◆ **练习**: 将下面的全部条目改写成 Markdown 表格，设"序号"和"内容"两列，每行写一条，并略去空行。

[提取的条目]
++++++++++
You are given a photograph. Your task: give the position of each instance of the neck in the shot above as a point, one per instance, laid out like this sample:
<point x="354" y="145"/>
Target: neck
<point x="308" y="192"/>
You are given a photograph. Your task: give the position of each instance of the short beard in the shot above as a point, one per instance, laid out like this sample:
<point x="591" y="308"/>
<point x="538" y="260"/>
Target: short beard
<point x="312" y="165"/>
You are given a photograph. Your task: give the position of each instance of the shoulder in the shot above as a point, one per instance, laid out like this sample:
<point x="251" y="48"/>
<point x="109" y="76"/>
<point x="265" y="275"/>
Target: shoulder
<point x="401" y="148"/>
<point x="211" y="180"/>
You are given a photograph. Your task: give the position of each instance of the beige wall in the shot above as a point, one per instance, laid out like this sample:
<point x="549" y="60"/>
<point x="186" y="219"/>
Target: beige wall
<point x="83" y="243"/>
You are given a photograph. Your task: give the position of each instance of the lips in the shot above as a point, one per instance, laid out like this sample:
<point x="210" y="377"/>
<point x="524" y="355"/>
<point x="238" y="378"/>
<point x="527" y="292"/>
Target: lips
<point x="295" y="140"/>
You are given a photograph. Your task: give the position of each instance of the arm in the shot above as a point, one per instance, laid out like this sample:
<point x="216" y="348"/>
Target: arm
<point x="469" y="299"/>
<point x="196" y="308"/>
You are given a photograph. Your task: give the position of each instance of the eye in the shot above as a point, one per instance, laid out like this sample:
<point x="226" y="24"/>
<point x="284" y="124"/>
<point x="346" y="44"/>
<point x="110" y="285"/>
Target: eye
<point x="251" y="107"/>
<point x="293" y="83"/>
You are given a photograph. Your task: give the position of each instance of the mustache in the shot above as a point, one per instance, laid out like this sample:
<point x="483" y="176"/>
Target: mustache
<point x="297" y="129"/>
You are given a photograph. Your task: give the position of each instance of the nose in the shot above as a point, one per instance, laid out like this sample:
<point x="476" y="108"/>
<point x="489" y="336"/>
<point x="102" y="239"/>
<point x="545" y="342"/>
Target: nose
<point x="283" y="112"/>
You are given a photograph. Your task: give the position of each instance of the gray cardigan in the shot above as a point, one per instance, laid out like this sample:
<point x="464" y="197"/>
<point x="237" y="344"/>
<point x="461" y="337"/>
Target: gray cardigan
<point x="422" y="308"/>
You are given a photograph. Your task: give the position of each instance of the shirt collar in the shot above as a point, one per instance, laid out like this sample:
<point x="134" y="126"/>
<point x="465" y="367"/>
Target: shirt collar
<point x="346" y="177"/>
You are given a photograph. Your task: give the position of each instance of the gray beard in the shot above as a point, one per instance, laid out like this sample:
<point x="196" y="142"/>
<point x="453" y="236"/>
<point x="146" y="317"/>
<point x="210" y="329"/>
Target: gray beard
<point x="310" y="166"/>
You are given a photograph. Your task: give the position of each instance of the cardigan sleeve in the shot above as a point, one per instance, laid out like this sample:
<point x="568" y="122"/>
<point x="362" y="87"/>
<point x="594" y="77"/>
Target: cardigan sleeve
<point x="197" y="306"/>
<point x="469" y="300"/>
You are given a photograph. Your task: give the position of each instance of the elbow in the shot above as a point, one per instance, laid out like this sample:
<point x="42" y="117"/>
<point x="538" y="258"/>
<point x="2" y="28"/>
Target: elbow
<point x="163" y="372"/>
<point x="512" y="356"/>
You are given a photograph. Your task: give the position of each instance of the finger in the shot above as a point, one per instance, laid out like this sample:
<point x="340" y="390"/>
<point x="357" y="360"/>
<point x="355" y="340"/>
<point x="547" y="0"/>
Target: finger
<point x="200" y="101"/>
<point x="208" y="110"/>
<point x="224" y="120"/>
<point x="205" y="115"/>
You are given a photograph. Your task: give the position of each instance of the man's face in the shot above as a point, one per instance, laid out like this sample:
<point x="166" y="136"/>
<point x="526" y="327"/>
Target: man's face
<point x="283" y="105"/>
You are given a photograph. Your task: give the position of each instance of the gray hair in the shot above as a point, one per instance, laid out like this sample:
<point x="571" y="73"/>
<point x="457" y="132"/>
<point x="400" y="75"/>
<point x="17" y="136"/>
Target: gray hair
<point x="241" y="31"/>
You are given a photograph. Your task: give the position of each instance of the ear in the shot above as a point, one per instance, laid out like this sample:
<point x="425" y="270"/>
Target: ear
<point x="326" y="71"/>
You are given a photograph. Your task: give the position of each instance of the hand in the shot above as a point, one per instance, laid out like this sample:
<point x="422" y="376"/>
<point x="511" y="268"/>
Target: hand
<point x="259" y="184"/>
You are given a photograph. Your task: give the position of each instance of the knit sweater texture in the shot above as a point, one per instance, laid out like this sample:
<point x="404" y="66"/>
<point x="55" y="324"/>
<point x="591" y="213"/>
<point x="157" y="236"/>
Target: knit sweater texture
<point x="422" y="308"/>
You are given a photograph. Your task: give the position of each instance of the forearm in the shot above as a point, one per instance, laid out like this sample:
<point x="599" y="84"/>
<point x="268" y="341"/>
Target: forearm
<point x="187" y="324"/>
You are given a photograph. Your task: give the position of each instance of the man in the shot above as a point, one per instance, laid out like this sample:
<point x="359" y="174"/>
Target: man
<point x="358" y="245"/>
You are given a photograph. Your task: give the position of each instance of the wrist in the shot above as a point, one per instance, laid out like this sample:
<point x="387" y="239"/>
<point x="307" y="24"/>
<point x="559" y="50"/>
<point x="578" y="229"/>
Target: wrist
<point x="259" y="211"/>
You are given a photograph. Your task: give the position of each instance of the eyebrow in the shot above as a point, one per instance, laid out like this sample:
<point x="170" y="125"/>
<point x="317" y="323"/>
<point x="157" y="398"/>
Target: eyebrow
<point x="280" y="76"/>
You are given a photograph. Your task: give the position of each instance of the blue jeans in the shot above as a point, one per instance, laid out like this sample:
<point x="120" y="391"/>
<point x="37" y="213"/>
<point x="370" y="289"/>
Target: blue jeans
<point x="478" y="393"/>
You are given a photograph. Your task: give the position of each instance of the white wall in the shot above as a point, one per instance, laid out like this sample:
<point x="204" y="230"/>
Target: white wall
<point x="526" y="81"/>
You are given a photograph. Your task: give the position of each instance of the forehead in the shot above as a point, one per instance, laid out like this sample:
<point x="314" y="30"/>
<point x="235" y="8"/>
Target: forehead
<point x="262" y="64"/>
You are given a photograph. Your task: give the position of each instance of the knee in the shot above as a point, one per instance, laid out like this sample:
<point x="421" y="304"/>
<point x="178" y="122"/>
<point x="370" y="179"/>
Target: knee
++++++++++
◆ **参考答案**:
| 序号 | 内容 |
|---|---|
| 1 | You are given a photograph. Your task: give the position of each instance of the neck in the shot above as a point, one per instance, laid out like this sample: |
| 2 | <point x="354" y="145"/> |
| 3 | Target: neck |
| 4 | <point x="308" y="192"/> |
| 5 | You are given a photograph. Your task: give the position of each instance of the short beard in the shot above as a point, one per instance, laid out like this sample: |
| 6 | <point x="591" y="308"/> |
| 7 | <point x="538" y="260"/> |
| 8 | Target: short beard |
| 9 | <point x="312" y="165"/> |
| 10 | You are given a photograph. Your task: give the position of each instance of the shoulder in the shot above as a point, one per instance, laid out like this sample: |
| 11 | <point x="251" y="48"/> |
| 12 | <point x="109" y="76"/> |
| 13 | <point x="265" y="275"/> |
| 14 | Target: shoulder |
| 15 | <point x="401" y="148"/> |
| 16 | <point x="211" y="180"/> |
| 17 | You are given a photograph. Your task: give the position of each instance of the beige wall in the shot above as a point, one per instance, laid out like this sample: |
| 18 | <point x="549" y="60"/> |
| 19 | <point x="186" y="219"/> |
| 20 | Target: beige wall |
| 21 | <point x="83" y="243"/> |
| 22 | You are given a photograph. Your task: give the position of each instance of the lips in the shot above as a point, one per instance, laid out like this sample: |
| 23 | <point x="210" y="377"/> |
| 24 | <point x="524" y="355"/> |
| 25 | <point x="238" y="378"/> |
| 26 | <point x="527" y="292"/> |
| 27 | Target: lips |
| 28 | <point x="295" y="140"/> |
| 29 | You are given a photograph. Your task: give the position of each instance of the arm in the shot above as a point, one per instance, laid out like this sample: |
| 30 | <point x="216" y="348"/> |
| 31 | Target: arm |
| 32 | <point x="469" y="299"/> |
| 33 | <point x="196" y="308"/> |
| 34 | You are given a photograph. Your task: give the position of each instance of the eye in the shot above as a point, one per instance, laid out like this sample: |
| 35 | <point x="226" y="24"/> |
| 36 | <point x="284" y="124"/> |
| 37 | <point x="346" y="44"/> |
| 38 | <point x="110" y="285"/> |
| 39 | Target: eye |
| 40 | <point x="251" y="107"/> |
| 41 | <point x="293" y="83"/> |
| 42 | You are given a photograph. Your task: give the position of each instance of the mustache in the shot above as a point, one per instance, laid out like this sample: |
| 43 | <point x="483" y="176"/> |
| 44 | Target: mustache |
| 45 | <point x="297" y="129"/> |
| 46 | You are given a photograph. Your task: give the position of each instance of the nose in the shot above as a point, one per instance, laid out like this sample: |
| 47 | <point x="476" y="108"/> |
| 48 | <point x="489" y="336"/> |
| 49 | <point x="102" y="239"/> |
| 50 | <point x="545" y="342"/> |
| 51 | Target: nose |
| 52 | <point x="283" y="112"/> |
| 53 | You are given a photograph. Your task: give the position of each instance of the gray cardigan in the shot above as a point, one per instance, laid out like this sample: |
| 54 | <point x="464" y="197"/> |
| 55 | <point x="237" y="344"/> |
| 56 | <point x="461" y="337"/> |
| 57 | Target: gray cardigan |
| 58 | <point x="422" y="308"/> |
| 59 | You are given a photograph. Your task: give the position of each instance of the shirt collar in the shot above as a point, one per instance, laid out like this sample: |
| 60 | <point x="134" y="126"/> |
| 61 | <point x="465" y="367"/> |
| 62 | Target: shirt collar |
| 63 | <point x="346" y="177"/> |
| 64 | You are given a photograph. Your task: give the position of each instance of the gray beard in the shot above as a point, one per instance, laid out like this sample: |
| 65 | <point x="196" y="142"/> |
| 66 | <point x="453" y="236"/> |
| 67 | <point x="146" y="317"/> |
| 68 | <point x="210" y="329"/> |
| 69 | Target: gray beard |
| 70 | <point x="310" y="166"/> |
| 71 | You are given a photograph. Your task: give the position of each instance of the cardigan sleeve in the shot above as a point, one per instance, laid out like this sample: |
| 72 | <point x="568" y="122"/> |
| 73 | <point x="362" y="87"/> |
| 74 | <point x="594" y="77"/> |
| 75 | Target: cardigan sleeve |
| 76 | <point x="197" y="306"/> |
| 77 | <point x="469" y="300"/> |
| 78 | You are given a photograph. Your task: give the position of each instance of the elbow in the shot above as a point, one per instance, laid out like this sample: |
| 79 | <point x="42" y="117"/> |
| 80 | <point x="538" y="258"/> |
| 81 | <point x="2" y="28"/> |
| 82 | Target: elbow |
| 83 | <point x="163" y="372"/> |
| 84 | <point x="512" y="356"/> |
| 85 | You are given a photograph. Your task: give the position of each instance of the finger in the shot above as a point, one per instance, laid out like this sample: |
| 86 | <point x="340" y="390"/> |
| 87 | <point x="357" y="360"/> |
| 88 | <point x="355" y="340"/> |
| 89 | <point x="547" y="0"/> |
| 90 | Target: finger |
| 91 | <point x="200" y="101"/> |
| 92 | <point x="208" y="110"/> |
| 93 | <point x="224" y="120"/> |
| 94 | <point x="205" y="115"/> |
| 95 | You are given a photograph. Your task: give the position of each instance of the man's face in the shot above as a point, one per instance, laid out like this sample: |
| 96 | <point x="166" y="136"/> |
| 97 | <point x="526" y="327"/> |
| 98 | Target: man's face |
| 99 | <point x="283" y="105"/> |
| 100 | You are given a photograph. Your task: give the position of each instance of the gray hair in the shot above as a point, one per instance, laid out like this sample: |
| 101 | <point x="571" y="73"/> |
| 102 | <point x="457" y="132"/> |
| 103 | <point x="400" y="75"/> |
| 104 | <point x="17" y="136"/> |
| 105 | Target: gray hair |
| 106 | <point x="241" y="31"/> |
| 107 | You are given a photograph. Your task: give the position of each instance of the ear in the shot above as a point, one per instance, laid out like this sample: |
| 108 | <point x="425" y="270"/> |
| 109 | Target: ear |
| 110 | <point x="326" y="71"/> |
| 111 | You are given a photograph. Your task: give the position of each instance of the hand in the shot above as a point, one per instance, laid out like this sample: |
| 112 | <point x="422" y="376"/> |
| 113 | <point x="511" y="268"/> |
| 114 | Target: hand |
| 115 | <point x="259" y="184"/> |
| 116 | You are given a photograph. Your task: give the position of each instance of the knit sweater texture in the shot above as a point, one per instance, laid out like this sample: |
| 117 | <point x="404" y="66"/> |
| 118 | <point x="55" y="324"/> |
| 119 | <point x="591" y="213"/> |
| 120 | <point x="157" y="236"/> |
| 121 | Target: knit sweater texture |
| 122 | <point x="422" y="308"/> |
| 123 | You are given a photograph. Your task: give the position of each instance of the forearm in the shot above as a point, one per instance, laid out like this sample: |
| 124 | <point x="599" y="84"/> |
| 125 | <point x="268" y="341"/> |
| 126 | Target: forearm |
| 127 | <point x="187" y="324"/> |
| 128 | You are given a photograph. Your task: give the position of each instance of the man in the shot above as a point, one per instance, laid out like this sample: |
| 129 | <point x="359" y="174"/> |
| 130 | Target: man |
| 131 | <point x="358" y="245"/> |
| 132 | You are given a photograph. Your task: give the position of each instance of the wrist in the shot above as a point, one per instance, laid out like this sample: |
| 133 | <point x="387" y="239"/> |
| 134 | <point x="307" y="24"/> |
| 135 | <point x="559" y="50"/> |
| 136 | <point x="578" y="229"/> |
| 137 | Target: wrist |
| 138 | <point x="259" y="211"/> |
| 139 | You are given a photograph. Your task: give the position of each instance of the eyebrow in the shot above as a point, one per instance, laid out like this sample: |
| 140 | <point x="170" y="125"/> |
| 141 | <point x="317" y="323"/> |
| 142 | <point x="157" y="398"/> |
| 143 | Target: eyebrow |
| 144 | <point x="280" y="76"/> |
| 145 | You are given a photograph. Your task: give the position of each instance of the blue jeans in the shot above as a point, one per instance, laid out like this sample: |
| 146 | <point x="120" y="391"/> |
| 147 | <point x="37" y="213"/> |
| 148 | <point x="370" y="289"/> |
| 149 | Target: blue jeans |
| 150 | <point x="478" y="393"/> |
| 151 | You are given a photograph. Your task: give the position of each instance of the white wall in the shot above as a point, one per instance, laid out like this sample: |
| 152 | <point x="204" y="230"/> |
| 153 | Target: white wall |
| 154 | <point x="526" y="81"/> |
| 155 | You are given a photograph. Your task: give the position of each instance of the forehead in the shot above as a point, one per instance, laid out like this sample: |
| 156 | <point x="314" y="30"/> |
| 157 | <point x="235" y="8"/> |
| 158 | Target: forehead |
| 159 | <point x="262" y="64"/> |
| 160 | You are given a photograph. Your task: give the position of each instance of the knee in the shot above as a point, one per instance, laid out like this sample: |
| 161 | <point x="421" y="304"/> |
| 162 | <point x="178" y="122"/> |
| 163 | <point x="370" y="179"/> |
| 164 | Target: knee |